Instructions for the task ▸ Write out the data below in full, please. Keep every character as given.

Records from a data collection
· · ·
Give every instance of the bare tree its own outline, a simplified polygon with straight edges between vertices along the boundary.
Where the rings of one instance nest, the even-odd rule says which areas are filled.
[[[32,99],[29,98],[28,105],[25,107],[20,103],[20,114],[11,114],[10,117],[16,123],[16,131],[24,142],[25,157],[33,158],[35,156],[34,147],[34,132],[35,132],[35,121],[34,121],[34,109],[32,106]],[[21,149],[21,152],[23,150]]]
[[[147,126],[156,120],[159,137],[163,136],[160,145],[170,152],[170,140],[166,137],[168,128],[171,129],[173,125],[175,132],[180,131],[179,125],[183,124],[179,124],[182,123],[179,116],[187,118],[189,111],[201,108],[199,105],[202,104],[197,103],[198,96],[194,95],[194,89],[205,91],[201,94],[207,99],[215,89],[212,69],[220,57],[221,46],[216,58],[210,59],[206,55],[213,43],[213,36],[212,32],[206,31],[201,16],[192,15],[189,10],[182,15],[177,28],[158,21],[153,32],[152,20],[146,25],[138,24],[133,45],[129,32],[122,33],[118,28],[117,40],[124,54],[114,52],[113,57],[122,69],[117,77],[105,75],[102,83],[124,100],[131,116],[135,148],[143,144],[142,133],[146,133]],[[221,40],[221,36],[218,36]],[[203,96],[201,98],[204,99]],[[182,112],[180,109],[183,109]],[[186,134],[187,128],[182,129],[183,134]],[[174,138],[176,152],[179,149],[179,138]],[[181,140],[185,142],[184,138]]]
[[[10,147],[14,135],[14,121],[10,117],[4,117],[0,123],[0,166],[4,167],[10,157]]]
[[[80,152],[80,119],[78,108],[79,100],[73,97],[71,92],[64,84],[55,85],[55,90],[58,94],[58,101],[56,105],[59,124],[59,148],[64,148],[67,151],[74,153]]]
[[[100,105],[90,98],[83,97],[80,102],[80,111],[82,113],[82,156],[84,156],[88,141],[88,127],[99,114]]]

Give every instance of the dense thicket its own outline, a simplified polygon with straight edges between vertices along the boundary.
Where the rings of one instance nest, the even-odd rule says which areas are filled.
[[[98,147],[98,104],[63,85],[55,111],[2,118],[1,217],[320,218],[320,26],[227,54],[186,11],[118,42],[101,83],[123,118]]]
· · ·
Exercise output ▸
Give every instance of the bare tree its own outline, a simplified polygon with straight edges between vertices along the boundary.
Where the rings of one instance nest, the even-odd rule says which areas are filled.
[[[32,99],[29,98],[28,105],[25,107],[20,103],[20,114],[11,114],[10,117],[16,123],[16,131],[24,142],[25,157],[33,158],[35,156],[34,147],[34,132],[35,132],[35,121],[34,121],[34,109],[32,106]],[[21,149],[21,152],[23,150]]]
[[[147,126],[156,120],[159,137],[163,136],[160,145],[170,152],[170,140],[166,137],[168,128],[171,129],[173,125],[175,132],[180,131],[179,125],[183,124],[179,124],[182,123],[179,116],[187,118],[189,111],[201,108],[199,105],[202,104],[197,103],[198,96],[194,95],[194,89],[205,91],[201,94],[207,99],[215,89],[212,69],[220,57],[221,46],[216,58],[210,59],[206,55],[213,43],[213,36],[212,32],[206,31],[201,16],[192,15],[189,10],[182,15],[177,28],[158,21],[153,32],[152,20],[146,25],[138,24],[133,45],[129,32],[122,33],[118,28],[117,40],[124,54],[114,52],[113,57],[122,69],[117,77],[105,75],[102,83],[124,100],[131,116],[135,148],[143,144],[142,133],[146,133]],[[221,40],[221,36],[218,36]],[[203,96],[201,98],[204,99]],[[182,112],[180,109],[183,109]],[[186,134],[187,128],[182,129],[183,134]],[[174,138],[176,152],[179,149],[179,138]],[[181,140],[185,142],[184,138]]]
[[[10,147],[14,135],[14,121],[10,117],[4,117],[0,123],[0,166],[4,167],[10,157]]]
[[[80,152],[80,119],[78,108],[79,100],[73,97],[71,92],[64,84],[55,85],[55,90],[58,94],[58,101],[56,105],[59,124],[59,148],[64,148],[67,151],[74,153]]]
[[[100,105],[90,98],[83,97],[80,102],[80,111],[82,113],[82,156],[84,156],[88,141],[88,127],[99,114]]]

Give every instance of the dense thicket its own outline, a simplified polygon with straight edges between vertices along the boundary.
Where the rings of one instance nest, the even-odd rule says which areas are filled.
[[[98,147],[98,104],[63,85],[55,111],[2,118],[1,217],[320,218],[320,26],[227,54],[186,11],[118,42],[101,83],[123,118]]]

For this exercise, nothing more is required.